* start Entries supplied *

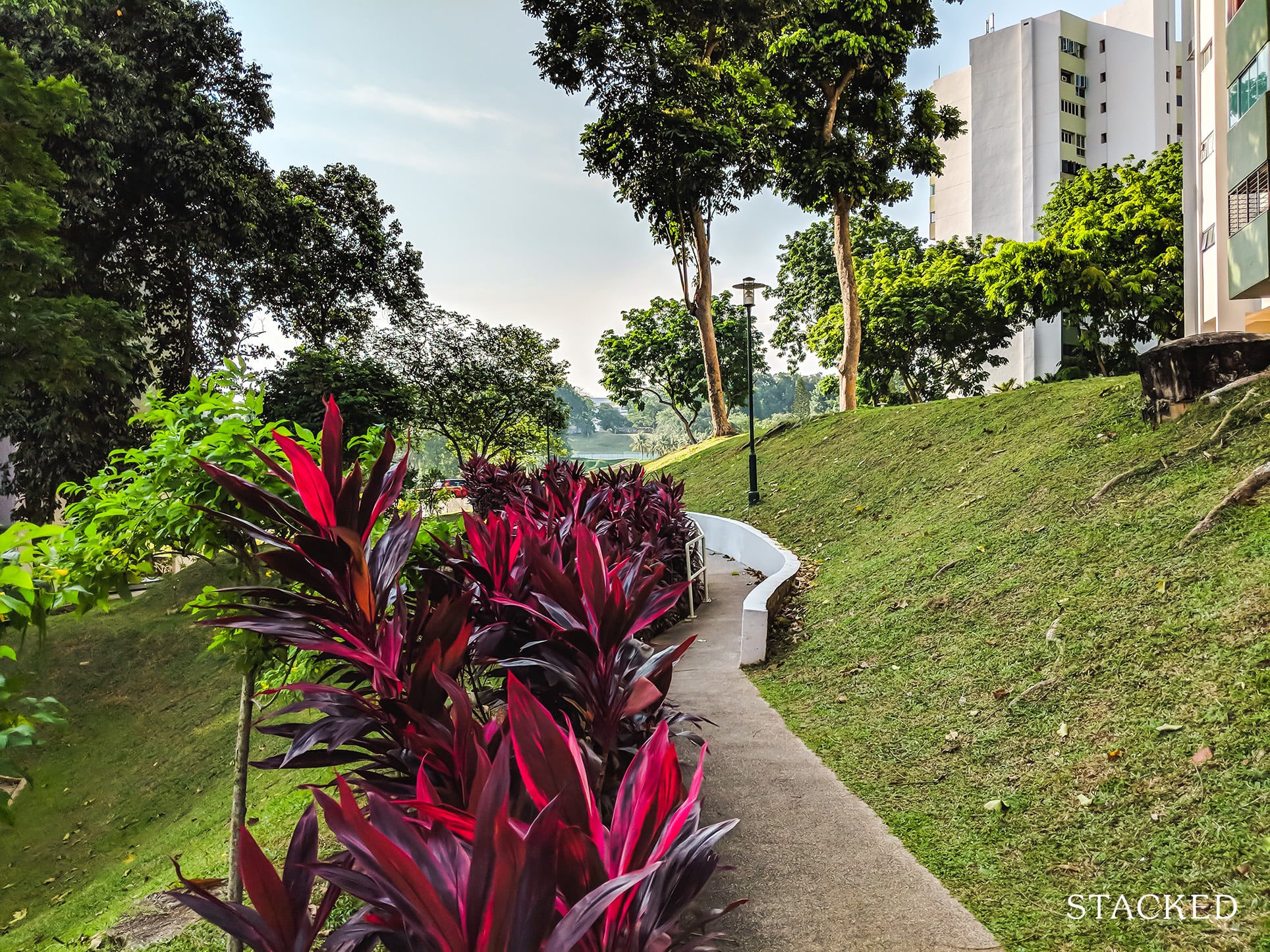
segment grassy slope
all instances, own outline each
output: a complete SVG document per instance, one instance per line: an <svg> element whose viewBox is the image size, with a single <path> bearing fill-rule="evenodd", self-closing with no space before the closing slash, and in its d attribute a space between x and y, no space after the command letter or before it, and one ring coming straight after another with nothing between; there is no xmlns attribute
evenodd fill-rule
<svg viewBox="0 0 1270 952"><path fill-rule="evenodd" d="M1266 949L1270 505L1177 541L1270 456L1270 418L1232 419L1212 458L1091 509L1110 476L1195 443L1234 402L1152 430L1137 391L1093 380L819 418L759 447L752 512L743 440L671 468L692 508L819 561L752 675L1010 948ZM996 798L1003 816L984 810ZM1069 894L1166 891L1234 895L1236 929L1064 918Z"/></svg>
<svg viewBox="0 0 1270 952"><path fill-rule="evenodd" d="M177 611L215 581L196 566L107 614L53 619L41 688L70 724L30 760L18 826L0 828L0 928L27 910L0 949L76 946L173 885L174 854L187 875L225 875L237 678ZM276 857L307 800L300 779L251 778L248 816ZM224 939L207 929L178 944Z"/></svg>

* end Entries supplied *

Output the lines above as a numbered list, skipping any blank lines. Leave out the picture.

## The output
1. segment grassy slope
2. all instances, own outline each
3. output: a complete SVG document per instance, one instance per line: an <svg> element whose viewBox is the image size, with a single <path> bearing fill-rule="evenodd", self-closing with no space before the closing slash, and in its d attribute a space between x and y, no space after the command letter or before it, and one ring coming straight after another with nothing between; there is no xmlns attribute
4. evenodd fill-rule
5. <svg viewBox="0 0 1270 952"><path fill-rule="evenodd" d="M1266 949L1270 505L1177 541L1270 456L1270 418L1232 419L1212 458L1091 509L1110 476L1195 443L1234 402L1152 430L1137 391L1093 380L819 418L759 447L752 512L743 440L671 468L692 508L819 561L752 675L1010 948ZM996 798L1003 816L984 810ZM1069 894L1166 891L1234 895L1236 929L1064 918Z"/></svg>
6. <svg viewBox="0 0 1270 952"><path fill-rule="evenodd" d="M177 611L215 581L196 566L107 614L53 619L41 688L70 724L30 760L18 826L0 828L0 928L27 910L0 949L76 946L173 885L174 854L187 875L225 875L237 678ZM276 857L307 800L300 779L251 778L248 816ZM224 939L207 929L178 944Z"/></svg>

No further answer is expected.